> STORED ROWS:
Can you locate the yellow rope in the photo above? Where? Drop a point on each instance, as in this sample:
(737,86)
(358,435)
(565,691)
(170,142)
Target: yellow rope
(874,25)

> GOAL OF THE EXERCISE: Rewrite the rows above, replacing "yellow rope" with "red rope" and keeping everything else the same.

> TASK RESULT:
Can you locate the red rope in the photo above? Where? Drop a point on each instance, as in this sample:
(737,86)
(358,435)
(565,691)
(170,142)
Target: red rope
(874,25)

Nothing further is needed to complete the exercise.